### [WORK TO COMPLETE]
From the first line through the line containing "-- a row prints like pixel 168 208", transcribe the records exactly and include no other lines.

### [DATA PROVIDED]
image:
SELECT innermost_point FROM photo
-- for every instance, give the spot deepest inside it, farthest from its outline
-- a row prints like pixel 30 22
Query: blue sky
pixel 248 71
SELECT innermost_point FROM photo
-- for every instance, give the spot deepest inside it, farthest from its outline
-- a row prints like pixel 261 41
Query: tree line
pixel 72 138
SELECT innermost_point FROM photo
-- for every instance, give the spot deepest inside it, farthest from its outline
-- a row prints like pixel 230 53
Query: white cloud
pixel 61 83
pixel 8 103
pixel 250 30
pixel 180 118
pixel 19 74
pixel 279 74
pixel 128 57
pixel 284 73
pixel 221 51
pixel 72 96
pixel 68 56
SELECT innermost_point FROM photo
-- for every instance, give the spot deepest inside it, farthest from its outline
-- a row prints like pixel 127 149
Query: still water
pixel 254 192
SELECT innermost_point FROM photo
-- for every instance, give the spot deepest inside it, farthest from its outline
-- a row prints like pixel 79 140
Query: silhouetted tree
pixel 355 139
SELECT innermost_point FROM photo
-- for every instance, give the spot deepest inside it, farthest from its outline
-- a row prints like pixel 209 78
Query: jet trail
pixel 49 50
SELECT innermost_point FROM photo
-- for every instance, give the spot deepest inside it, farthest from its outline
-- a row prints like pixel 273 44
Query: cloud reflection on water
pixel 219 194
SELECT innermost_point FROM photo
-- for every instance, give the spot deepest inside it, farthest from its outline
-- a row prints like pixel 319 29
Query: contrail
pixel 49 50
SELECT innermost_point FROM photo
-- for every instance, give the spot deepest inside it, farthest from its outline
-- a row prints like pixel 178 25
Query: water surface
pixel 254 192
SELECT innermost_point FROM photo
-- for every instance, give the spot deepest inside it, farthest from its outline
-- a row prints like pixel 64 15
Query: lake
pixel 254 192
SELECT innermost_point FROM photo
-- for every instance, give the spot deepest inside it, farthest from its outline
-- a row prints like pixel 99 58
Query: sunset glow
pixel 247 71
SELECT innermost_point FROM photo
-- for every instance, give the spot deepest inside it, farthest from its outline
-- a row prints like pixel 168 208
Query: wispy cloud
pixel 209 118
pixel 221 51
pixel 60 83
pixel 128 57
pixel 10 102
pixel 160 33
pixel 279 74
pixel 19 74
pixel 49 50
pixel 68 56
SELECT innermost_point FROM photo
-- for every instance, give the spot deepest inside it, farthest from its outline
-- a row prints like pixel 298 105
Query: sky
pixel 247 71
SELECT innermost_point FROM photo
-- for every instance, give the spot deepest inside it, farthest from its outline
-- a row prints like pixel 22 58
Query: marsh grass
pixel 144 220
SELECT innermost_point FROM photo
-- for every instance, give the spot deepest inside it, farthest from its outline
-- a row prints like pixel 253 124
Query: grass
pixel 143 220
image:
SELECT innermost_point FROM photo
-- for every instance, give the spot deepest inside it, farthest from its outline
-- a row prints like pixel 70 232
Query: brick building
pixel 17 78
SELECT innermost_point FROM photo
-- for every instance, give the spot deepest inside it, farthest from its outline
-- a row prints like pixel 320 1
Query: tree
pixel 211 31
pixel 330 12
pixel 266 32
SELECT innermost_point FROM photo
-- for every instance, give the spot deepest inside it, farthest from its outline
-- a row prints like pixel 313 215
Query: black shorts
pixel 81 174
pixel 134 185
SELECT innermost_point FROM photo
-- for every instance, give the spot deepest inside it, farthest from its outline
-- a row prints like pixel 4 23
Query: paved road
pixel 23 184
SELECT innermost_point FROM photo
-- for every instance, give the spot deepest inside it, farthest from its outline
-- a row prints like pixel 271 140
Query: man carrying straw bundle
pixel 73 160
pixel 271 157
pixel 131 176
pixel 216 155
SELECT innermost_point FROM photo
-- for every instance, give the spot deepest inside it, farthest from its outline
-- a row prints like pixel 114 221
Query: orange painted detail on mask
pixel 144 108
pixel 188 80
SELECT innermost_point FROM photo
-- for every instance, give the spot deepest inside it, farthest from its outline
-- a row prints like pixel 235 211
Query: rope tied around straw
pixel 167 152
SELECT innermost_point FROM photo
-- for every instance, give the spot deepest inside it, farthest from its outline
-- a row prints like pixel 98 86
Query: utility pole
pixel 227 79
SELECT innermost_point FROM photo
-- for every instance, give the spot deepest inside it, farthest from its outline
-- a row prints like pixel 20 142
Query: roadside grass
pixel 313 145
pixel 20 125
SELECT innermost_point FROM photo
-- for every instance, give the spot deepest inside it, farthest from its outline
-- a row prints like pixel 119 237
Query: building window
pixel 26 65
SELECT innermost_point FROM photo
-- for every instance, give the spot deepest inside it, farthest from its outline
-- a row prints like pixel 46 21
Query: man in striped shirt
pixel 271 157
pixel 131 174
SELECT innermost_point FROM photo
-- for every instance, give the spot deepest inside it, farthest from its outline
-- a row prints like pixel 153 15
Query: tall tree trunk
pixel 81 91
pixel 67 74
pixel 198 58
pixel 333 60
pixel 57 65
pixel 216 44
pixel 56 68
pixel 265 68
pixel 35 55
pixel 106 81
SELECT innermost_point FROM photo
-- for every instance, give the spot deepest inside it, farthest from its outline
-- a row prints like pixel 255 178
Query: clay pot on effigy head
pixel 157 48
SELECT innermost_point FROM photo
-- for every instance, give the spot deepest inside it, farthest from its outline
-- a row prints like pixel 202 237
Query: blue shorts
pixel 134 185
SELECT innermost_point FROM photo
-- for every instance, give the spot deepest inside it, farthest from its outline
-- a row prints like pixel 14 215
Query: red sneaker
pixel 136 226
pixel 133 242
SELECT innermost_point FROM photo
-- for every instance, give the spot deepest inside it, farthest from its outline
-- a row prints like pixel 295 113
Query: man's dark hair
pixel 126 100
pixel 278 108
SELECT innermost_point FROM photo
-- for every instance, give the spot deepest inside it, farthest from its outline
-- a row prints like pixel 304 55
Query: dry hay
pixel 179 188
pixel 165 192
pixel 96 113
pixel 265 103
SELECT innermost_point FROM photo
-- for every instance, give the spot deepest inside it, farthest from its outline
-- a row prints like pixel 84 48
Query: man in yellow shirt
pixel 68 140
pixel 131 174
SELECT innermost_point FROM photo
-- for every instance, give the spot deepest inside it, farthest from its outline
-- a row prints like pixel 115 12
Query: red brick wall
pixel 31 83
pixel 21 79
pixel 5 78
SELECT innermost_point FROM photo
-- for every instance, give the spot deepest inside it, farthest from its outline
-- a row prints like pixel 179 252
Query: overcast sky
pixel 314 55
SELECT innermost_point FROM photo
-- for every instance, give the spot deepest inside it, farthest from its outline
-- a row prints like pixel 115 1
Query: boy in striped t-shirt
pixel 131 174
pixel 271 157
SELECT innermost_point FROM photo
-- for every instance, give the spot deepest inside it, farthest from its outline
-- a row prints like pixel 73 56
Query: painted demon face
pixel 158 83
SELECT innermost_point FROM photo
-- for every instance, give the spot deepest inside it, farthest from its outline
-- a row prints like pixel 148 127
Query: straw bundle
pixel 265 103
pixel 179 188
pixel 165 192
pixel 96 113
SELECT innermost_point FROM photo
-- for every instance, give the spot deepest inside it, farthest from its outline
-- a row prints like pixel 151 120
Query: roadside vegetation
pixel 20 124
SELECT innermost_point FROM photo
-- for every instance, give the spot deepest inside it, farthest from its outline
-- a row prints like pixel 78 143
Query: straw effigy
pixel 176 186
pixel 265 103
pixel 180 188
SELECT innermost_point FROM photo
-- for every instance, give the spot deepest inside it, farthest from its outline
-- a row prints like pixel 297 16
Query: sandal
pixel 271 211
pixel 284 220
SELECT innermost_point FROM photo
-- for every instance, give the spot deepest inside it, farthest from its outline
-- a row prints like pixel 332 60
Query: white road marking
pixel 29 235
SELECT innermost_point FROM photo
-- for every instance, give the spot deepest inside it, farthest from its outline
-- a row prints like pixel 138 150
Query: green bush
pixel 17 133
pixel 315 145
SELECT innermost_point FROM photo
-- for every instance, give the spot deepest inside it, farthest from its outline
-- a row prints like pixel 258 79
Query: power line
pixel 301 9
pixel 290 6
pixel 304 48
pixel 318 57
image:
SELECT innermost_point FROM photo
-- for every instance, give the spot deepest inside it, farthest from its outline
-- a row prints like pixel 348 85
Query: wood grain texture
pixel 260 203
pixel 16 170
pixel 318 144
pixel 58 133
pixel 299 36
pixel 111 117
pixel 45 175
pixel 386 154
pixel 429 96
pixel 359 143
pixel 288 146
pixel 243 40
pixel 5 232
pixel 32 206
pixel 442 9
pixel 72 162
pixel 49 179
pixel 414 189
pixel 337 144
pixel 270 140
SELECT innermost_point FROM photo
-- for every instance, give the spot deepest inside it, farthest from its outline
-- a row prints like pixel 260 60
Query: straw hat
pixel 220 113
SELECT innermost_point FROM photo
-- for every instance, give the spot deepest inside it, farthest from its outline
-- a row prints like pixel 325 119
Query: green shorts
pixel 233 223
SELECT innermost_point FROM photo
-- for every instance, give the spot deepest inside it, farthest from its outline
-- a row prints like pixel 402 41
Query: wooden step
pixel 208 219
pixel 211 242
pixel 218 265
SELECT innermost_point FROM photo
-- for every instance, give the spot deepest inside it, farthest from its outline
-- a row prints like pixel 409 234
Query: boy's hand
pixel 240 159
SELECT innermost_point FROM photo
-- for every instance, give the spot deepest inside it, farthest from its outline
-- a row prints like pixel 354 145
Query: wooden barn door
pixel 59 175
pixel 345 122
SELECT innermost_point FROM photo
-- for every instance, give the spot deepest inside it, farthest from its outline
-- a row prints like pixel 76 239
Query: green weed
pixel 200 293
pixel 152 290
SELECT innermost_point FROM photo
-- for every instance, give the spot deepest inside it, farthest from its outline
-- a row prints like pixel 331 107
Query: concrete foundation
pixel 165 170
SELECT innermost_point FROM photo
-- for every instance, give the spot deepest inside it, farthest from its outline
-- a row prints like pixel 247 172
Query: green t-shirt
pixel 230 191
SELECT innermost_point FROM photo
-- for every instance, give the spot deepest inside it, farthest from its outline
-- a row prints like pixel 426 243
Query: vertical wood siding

### [EXPECTED OUTPUT]
image:
SELECT innermost_point FROM photo
-- for every instance, give the spot deepest inside it, farthest from its outline
-- a row prints like pixel 30 22
Query: blue sky
pixel 248 71
SELECT innermost_point FROM photo
-- for every instance, give the spot deepest inside it, farthest from its outline
-- a row prints like pixel 261 41
Query: tree line
pixel 72 138
SELECT innermost_point FROM photo
-- for every instance, give the spot deepest inside it, farthest from its outline
-- a row prints like pixel 230 53
Query: white cloud
pixel 61 83
pixel 8 103
pixel 250 30
pixel 180 118
pixel 19 74
pixel 279 74
pixel 128 57
pixel 284 73
pixel 221 51
pixel 72 96
pixel 68 56
SELECT innermost_point FROM photo
-- for every instance, give the spot deepest inside it, farthest from its outline
-- a row prints like pixel 127 149
Query: still water
pixel 254 192
SELECT innermost_point FROM photo
-- for every instance, give the spot deepest inside it, farthest from its outline
-- a row prints like pixel 79 140
Query: silhouetted tree
pixel 355 139
SELECT innermost_point FROM photo
-- for every instance, give the spot deepest inside it, farthest from its outline
-- a row prints like pixel 209 78
Query: jet trail
pixel 49 50
SELECT innermost_point FROM photo
-- for every instance, give the spot deepest inside it, farthest from its outline
-- a row prints like pixel 273 44
Query: cloud reflection on water
pixel 219 194
SELECT innermost_point FROM photo
-- for every instance, give the spot deepest inside it, farthest from its outline
-- a row prints like pixel 319 29
Query: contrail
pixel 49 50
SELECT innermost_point FROM photo
-- for every instance, give the spot deepest inside it, farthest from its outline
-- a row prints like pixel 178 25
Query: water surface
pixel 254 192
SELECT innermost_point FROM photo
-- for every instance, give the spot deepest inside it, farthest from its outline
-- a row prints like pixel 64 15
Query: lake
pixel 254 192
SELECT innermost_point FROM photo
-- for every instance, give the spot deepest inside it, farthest from its outline
-- a row prints like pixel 99 58
Query: sunset glow
pixel 247 71
SELECT innermost_point FROM photo
-- for every instance, give the spot deepest inside it, farthest from its outline
-- a row prints like pixel 168 208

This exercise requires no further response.